:: Trecho selecionado ::

Por outro lado, o questionamento levanta a questão dos limites da mediunidade, um dos piores problemas do "espiritismo" brasileiro, em que supostos médiuns constroem sua fama e estrelato (isso mesmo, estrelato) às custas de uma mediunidade que é muito mais limitada e frágil do que se pode imaginar.

Os médiuns brasileiros deixaram de ser médiuns para serem os centros dos espetáculos "espíritas". São os médiuns-estrelas, os anti-médiuns porque não são intermediários entre a comunicação de espíritos do além e seus entes aqui na Terra.

Os médiuns passam a ser o centro das atenções, e os espíritos do além, mesmo hipoteticamente, deixam de ser os emissores das mensagens espirituais, reduzindo-se a meros canais para o proselitismo religioso, a ponto de muitos espíritos falecidos nem de longe serem os verdadeiros responsáveis pelas mensagens atribuídas a eles pelos ditos médiuns.

Os espetáculos "espíritas" acabam se nivelando ao entretenimento das "mesas giratórias", e toda sorte de fraude é feita porque os "médiuns" brasileiros não se dispõem de concentração nem de dedicação suficientes para assimilar as manifestações espirituais supostamente atribuídas.

Na mediunidade, mesmo astros como Divaldo Franco, Chico Xavier e José Medrado só exercem mediunidade, quando muito, através de contatos intuitivos com seus "mentores", respectivamente os católicos Joanna de Angelis, Emmanuel e frei Carlos Murion. Mas não têm forças suficientes para se concentrarem e assimilarem as manifestações espirituais sobre eles atribuídas.

Isso é praxe. E os supostos médiuns, como não podem dizer para o público "Ih, deu branco!", preferem distorcer e fingir que receberam espíritos. Criam trabalhos duvidosos de psicografia, psicofonia e psicopictografia, e dissimulam esses trabalhos grotescos com pregação religiosa, porque basta ser "mensagem de amor" para ser aceita assim de bandeja.

:::

■ **Tarefa 1**
Extraia do trecho sobre os médiuns brasileiros a parte que começa em "Os médiuns passam" e segue até "pelos ditos médiuns.".
■ **Tarefa 2**
Escreva a continuação do trecho sobre os médiuns brasileiros a partir do ponto em que ele termina.

:: Itens fornecidos ::

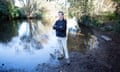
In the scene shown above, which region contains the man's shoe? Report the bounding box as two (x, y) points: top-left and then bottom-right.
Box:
(66, 59), (70, 65)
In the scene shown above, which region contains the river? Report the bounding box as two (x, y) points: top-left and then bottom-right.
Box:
(0, 20), (99, 71)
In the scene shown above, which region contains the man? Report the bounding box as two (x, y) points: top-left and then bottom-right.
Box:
(53, 11), (70, 64)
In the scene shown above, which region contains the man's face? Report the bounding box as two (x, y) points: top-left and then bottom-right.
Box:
(58, 13), (64, 20)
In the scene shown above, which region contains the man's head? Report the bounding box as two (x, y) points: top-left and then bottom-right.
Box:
(58, 11), (64, 20)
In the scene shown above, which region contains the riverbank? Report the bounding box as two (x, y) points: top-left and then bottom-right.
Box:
(35, 30), (120, 72)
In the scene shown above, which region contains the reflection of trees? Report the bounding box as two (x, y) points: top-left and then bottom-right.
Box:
(0, 21), (18, 42)
(19, 0), (40, 17)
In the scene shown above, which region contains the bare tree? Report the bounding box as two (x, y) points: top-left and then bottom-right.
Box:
(19, 0), (40, 17)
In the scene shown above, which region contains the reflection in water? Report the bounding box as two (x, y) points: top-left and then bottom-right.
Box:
(0, 19), (97, 70)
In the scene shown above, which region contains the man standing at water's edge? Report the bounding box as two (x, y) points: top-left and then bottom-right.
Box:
(53, 11), (70, 64)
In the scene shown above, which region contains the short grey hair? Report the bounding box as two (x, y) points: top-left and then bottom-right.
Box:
(58, 11), (64, 15)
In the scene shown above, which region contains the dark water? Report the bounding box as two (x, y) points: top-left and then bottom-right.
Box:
(0, 20), (98, 70)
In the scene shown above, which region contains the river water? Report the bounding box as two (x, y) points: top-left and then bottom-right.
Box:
(0, 20), (98, 71)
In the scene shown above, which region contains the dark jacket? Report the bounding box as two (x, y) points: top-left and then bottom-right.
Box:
(53, 19), (67, 37)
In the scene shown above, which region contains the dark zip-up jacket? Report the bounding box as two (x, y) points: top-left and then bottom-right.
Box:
(53, 19), (67, 37)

:::

■ **Resposta 1**
Os médiuns passam a ser o centro das atenções, e os espíritos do além, mesmo hipoteticamente, deixam de ser os emissores das mensagens espirituais, reduzindo-se a meros canais para o proselitismo religioso, a ponto de muitos espíritos falecidos nem de longe serem os verdadeiros responsáveis pelas mensagens atribuídas a eles pelos ditos médiuns.

■ **Resposta 2**
Só que a lógica dos fatos mostra que o amor não pode se sobrepor à coerência, ao discernimento nem às leis físicas e psicológicas que vemos na realidade. A religião não pode ser um refúgio do surrealismo e da alucinação, um exílio confortável no qual ocorrências absurdas são aceitas e legitimadas em prol do "mistério da fé e do amor".

Isso não existe. Se a religião vai contra a lógica, a coerência e a transparência, ela produz efeitos negativos como qualquer fenômeno que vai contra a lógica, a coerência e a transparência. Nenhum ilusionismo pode ser considerado verídico a pretexto de "amor e caridade".

Enquanto toda essa pregação "amorosa" tenta justificar esses fenômenos aberrantes como "autênticos", os espíritos do além evocados pelos astros do "espiritismo" brasileiro se afastam, envergonhados pelo uso leviano de seus nomes.

Humberto de Campos, por exemplo, nunca esteve com Chico Xavier, como tantos outros espíritos do além nunca estariam com os médiuns que alardeiam suas presenças e supostas contribuições. Todos eles estão muito longe desses médiuns, muito longe mesmo e talvez já reencarnados no momento em que suas supostas mensagens espirituais são produzidas.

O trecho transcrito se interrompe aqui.